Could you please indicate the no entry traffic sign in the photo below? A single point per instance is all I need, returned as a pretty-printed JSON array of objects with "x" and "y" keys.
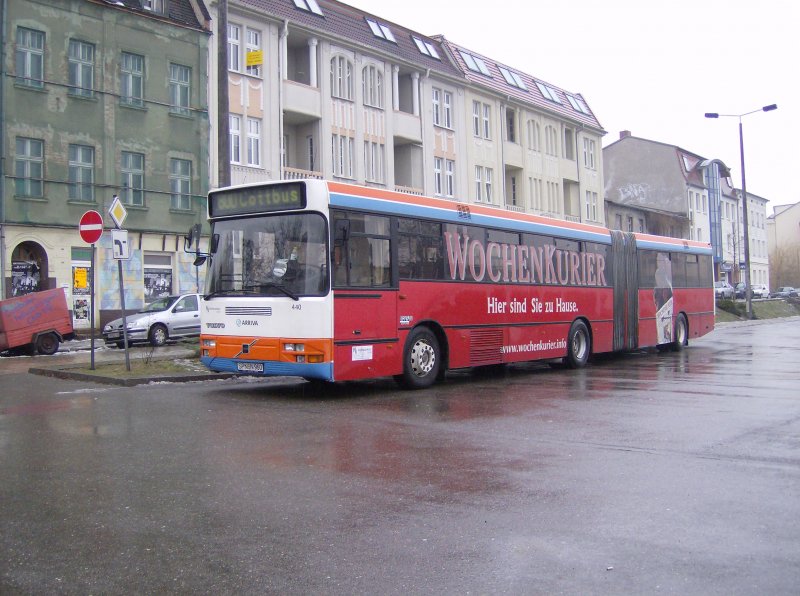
[{"x": 91, "y": 227}]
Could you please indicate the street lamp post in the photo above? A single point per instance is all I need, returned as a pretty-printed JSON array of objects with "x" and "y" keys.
[{"x": 745, "y": 225}]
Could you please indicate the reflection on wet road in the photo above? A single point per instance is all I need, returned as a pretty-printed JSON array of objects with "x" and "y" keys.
[{"x": 644, "y": 472}]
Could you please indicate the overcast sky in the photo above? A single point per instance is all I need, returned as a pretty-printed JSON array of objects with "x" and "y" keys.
[{"x": 651, "y": 68}]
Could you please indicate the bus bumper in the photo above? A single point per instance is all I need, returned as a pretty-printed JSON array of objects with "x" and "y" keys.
[{"x": 322, "y": 371}]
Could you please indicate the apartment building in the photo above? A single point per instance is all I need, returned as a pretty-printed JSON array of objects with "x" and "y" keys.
[
  {"x": 669, "y": 191},
  {"x": 317, "y": 88},
  {"x": 102, "y": 99}
]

* **Your task**
Starting at the line containing "Could you please indicate the apartment" and ending at the final line of the entries, rewrite those lines with "apartment building" changed to "office building" and everything else unchanged. Return only those lines.

* **The solution**
Could you please indicate the office building in the photo above? A single point per instance is all I need, returned as a pretty-printed JSON array of objects with "x" and "y" keys.
[
  {"x": 669, "y": 191},
  {"x": 317, "y": 88},
  {"x": 102, "y": 99}
]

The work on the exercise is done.